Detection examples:
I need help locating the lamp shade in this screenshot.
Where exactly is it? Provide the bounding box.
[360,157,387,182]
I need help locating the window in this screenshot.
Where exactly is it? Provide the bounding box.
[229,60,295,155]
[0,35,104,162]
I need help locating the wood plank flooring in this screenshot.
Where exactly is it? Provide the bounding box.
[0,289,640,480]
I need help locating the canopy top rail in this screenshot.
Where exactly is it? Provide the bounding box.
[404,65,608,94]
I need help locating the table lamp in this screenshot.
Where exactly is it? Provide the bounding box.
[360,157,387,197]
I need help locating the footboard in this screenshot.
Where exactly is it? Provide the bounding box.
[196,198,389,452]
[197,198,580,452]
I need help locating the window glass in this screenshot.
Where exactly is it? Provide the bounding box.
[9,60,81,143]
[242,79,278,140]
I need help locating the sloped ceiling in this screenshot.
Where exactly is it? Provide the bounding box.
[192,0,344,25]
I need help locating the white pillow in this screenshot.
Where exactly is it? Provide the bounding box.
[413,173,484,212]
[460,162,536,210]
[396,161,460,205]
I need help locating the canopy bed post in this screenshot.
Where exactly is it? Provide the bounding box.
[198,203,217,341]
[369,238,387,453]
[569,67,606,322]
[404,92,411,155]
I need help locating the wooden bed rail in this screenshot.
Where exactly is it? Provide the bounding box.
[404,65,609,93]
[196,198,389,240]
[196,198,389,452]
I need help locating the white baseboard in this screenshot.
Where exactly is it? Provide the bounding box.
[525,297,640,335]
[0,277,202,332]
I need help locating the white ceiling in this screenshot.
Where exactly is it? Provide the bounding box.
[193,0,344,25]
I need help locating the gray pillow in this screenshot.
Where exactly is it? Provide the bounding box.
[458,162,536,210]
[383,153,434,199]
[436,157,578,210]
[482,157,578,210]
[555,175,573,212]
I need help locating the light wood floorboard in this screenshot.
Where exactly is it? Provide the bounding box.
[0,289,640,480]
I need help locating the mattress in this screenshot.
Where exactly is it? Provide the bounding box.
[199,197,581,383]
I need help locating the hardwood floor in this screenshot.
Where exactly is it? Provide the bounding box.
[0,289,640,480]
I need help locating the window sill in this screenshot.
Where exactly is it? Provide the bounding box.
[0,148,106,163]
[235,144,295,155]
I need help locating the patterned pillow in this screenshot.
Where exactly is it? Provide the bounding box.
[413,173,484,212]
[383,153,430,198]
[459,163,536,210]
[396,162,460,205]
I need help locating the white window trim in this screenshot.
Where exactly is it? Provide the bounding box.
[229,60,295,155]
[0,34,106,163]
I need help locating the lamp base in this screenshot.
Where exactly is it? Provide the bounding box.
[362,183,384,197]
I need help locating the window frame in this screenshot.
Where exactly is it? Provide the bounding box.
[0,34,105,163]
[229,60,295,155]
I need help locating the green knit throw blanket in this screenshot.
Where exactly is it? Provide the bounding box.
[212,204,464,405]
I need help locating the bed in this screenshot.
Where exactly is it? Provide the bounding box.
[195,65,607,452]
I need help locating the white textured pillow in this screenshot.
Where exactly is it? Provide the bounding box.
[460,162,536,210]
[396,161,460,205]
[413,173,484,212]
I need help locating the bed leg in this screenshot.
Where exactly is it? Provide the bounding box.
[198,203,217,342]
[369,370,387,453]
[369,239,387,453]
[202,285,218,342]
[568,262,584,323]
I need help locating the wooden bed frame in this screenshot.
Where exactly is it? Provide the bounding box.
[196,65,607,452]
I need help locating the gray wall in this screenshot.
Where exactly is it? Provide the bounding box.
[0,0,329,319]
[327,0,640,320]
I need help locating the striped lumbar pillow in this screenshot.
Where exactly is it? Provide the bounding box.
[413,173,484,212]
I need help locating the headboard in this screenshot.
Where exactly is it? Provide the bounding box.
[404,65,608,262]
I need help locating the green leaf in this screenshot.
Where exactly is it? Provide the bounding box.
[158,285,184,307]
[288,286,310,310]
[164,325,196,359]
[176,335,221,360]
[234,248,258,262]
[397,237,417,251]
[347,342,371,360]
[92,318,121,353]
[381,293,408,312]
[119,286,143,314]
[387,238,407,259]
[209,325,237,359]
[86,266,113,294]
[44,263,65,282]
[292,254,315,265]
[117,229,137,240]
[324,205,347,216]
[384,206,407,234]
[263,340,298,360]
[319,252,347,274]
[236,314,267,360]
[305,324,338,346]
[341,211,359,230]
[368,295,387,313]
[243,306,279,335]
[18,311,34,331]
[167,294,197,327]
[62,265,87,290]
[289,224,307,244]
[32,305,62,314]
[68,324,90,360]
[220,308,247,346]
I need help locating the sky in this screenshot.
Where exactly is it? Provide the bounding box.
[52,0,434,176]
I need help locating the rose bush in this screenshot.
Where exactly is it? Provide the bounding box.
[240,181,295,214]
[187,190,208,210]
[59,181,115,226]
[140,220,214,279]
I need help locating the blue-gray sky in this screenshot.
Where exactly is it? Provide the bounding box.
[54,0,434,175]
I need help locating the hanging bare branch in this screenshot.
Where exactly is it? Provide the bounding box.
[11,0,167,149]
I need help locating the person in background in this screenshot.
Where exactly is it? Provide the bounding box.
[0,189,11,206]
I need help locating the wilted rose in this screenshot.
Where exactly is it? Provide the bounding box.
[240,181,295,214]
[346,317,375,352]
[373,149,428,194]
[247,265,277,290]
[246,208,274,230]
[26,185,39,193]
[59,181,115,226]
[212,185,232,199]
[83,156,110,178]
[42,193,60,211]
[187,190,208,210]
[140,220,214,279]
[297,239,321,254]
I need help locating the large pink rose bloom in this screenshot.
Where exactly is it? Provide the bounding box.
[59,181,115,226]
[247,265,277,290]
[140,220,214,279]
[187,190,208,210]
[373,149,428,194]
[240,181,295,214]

* * *

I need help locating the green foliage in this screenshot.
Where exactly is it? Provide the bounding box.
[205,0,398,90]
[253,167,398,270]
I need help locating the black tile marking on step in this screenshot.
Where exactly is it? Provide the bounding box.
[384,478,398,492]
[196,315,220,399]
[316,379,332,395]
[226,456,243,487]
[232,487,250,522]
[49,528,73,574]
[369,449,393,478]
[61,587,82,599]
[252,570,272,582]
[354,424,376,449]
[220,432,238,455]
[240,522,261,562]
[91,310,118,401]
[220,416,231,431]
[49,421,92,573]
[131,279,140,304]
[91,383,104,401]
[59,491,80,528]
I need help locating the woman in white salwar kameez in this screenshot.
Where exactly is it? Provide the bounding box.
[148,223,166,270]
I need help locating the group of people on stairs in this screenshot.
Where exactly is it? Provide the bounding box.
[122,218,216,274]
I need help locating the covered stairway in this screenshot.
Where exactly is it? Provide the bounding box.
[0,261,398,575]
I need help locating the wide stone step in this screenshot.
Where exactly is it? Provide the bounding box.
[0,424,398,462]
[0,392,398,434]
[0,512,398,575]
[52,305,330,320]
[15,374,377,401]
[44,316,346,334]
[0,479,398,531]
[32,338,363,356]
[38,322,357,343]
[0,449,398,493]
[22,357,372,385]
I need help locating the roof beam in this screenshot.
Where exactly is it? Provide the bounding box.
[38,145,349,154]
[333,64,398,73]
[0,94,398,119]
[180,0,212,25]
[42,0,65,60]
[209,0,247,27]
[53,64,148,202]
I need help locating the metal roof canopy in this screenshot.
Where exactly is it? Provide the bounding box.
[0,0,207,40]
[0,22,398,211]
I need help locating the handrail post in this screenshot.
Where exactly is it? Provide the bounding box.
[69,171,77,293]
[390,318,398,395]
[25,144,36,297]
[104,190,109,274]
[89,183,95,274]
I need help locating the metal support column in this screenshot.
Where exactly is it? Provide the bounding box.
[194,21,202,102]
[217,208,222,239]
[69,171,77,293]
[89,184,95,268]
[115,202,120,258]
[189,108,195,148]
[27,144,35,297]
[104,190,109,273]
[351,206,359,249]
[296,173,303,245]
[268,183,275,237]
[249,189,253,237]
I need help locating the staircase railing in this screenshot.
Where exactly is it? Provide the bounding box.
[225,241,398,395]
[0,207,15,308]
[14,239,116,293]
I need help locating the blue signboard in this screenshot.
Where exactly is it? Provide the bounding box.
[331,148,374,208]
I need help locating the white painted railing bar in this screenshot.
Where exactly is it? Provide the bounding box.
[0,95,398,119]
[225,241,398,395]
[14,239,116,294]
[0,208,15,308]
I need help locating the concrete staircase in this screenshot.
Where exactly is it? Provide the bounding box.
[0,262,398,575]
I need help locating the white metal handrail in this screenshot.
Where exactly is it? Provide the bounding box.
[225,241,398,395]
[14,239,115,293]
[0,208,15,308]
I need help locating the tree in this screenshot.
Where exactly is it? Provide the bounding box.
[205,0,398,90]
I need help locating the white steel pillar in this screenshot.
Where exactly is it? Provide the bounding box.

--

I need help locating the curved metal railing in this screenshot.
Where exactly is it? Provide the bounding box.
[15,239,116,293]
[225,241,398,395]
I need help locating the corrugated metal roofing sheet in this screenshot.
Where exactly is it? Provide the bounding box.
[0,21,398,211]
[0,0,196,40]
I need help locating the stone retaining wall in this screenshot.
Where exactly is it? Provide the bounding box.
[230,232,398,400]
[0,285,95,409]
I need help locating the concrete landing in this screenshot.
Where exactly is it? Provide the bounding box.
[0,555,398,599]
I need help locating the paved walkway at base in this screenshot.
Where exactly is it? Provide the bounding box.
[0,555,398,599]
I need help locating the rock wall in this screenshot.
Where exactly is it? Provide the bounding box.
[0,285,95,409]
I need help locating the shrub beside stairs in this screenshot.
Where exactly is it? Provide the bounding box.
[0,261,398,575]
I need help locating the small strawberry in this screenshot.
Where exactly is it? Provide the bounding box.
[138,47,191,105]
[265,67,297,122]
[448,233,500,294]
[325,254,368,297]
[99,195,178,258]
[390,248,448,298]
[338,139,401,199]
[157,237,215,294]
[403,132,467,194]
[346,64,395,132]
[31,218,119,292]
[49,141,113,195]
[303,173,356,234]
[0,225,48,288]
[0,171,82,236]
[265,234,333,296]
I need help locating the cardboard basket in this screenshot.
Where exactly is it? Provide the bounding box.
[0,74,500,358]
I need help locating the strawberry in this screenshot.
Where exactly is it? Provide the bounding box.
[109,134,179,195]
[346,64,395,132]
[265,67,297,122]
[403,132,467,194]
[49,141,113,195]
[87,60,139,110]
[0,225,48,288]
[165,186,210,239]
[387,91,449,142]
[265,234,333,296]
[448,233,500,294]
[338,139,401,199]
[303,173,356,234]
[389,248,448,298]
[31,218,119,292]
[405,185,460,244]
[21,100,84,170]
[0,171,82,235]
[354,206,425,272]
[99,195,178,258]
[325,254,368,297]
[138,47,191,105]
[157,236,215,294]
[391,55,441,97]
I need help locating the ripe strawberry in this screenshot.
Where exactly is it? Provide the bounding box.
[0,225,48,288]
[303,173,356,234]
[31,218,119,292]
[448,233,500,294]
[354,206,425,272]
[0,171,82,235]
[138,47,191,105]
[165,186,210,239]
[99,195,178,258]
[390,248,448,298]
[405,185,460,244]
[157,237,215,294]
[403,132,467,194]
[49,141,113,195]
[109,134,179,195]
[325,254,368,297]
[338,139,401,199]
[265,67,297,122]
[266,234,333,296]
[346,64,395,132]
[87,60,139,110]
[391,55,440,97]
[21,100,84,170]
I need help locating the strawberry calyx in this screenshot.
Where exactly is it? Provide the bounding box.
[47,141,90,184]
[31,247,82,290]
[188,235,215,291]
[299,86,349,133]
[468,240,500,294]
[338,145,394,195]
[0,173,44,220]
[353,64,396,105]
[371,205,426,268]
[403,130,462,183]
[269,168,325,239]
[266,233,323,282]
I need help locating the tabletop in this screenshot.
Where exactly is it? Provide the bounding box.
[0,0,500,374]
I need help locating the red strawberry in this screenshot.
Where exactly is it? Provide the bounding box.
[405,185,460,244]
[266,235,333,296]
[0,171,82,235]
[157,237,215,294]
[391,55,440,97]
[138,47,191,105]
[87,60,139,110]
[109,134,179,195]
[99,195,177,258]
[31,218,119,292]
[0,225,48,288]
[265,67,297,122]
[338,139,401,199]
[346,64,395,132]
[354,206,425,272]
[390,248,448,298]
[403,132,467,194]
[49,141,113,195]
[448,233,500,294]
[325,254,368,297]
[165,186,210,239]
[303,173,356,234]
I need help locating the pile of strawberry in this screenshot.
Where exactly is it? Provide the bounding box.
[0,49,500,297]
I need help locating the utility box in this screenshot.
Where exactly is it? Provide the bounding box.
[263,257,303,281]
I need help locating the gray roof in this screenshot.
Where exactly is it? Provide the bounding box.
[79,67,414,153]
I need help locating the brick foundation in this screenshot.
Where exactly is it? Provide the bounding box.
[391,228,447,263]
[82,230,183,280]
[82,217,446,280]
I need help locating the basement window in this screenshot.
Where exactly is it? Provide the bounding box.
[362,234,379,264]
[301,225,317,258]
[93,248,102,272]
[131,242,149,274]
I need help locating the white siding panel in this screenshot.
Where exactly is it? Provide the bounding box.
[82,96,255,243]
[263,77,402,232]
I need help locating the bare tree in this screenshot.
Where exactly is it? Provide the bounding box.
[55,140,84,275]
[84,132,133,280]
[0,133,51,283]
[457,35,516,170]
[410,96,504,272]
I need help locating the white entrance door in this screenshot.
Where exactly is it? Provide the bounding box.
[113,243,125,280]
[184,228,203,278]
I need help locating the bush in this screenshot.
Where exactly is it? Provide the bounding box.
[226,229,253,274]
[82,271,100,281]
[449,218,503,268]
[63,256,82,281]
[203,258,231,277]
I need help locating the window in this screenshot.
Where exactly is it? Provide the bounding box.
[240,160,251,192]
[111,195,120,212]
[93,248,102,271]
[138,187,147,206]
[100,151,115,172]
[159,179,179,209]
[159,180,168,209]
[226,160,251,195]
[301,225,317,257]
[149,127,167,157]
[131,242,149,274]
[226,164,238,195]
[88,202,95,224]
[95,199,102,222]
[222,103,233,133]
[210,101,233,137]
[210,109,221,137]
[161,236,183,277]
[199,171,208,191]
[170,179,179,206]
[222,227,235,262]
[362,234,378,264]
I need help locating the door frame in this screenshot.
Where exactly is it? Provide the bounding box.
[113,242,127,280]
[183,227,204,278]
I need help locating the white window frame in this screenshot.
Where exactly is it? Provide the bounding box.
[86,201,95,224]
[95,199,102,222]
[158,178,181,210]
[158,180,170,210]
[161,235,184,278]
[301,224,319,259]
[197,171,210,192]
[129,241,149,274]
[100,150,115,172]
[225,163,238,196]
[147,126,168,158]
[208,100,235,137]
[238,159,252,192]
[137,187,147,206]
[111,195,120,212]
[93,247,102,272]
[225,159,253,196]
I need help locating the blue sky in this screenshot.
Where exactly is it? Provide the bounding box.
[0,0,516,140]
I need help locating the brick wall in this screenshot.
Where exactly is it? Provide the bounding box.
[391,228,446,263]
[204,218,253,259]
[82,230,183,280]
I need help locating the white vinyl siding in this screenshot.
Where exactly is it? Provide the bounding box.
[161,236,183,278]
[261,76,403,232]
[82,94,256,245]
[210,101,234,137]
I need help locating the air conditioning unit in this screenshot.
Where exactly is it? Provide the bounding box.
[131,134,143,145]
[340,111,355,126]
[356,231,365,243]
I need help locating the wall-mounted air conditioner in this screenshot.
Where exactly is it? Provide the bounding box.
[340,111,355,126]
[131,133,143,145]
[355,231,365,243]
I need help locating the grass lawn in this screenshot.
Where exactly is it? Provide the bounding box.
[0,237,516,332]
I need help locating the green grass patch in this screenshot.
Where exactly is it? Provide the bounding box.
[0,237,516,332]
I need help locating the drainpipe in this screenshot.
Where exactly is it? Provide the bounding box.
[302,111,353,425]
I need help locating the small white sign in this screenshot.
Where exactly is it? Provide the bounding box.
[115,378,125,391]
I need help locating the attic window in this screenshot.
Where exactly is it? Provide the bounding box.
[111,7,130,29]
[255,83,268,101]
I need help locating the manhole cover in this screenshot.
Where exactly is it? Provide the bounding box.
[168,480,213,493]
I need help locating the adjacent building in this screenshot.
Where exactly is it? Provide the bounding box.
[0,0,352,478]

*Problem to solve*
Extract every line of the items that contains the string "metal", matching case exactly.

*Response*
I need help locating the metal roof canopy in this screenshot.
I need help locating the metal support column in this screenshot.
I need help locating the white metal handrail in this screenshot.
I need help locating the curved metal railing in this screenshot.
I need help locating the corrugated metal roofing sheet in this screenshot.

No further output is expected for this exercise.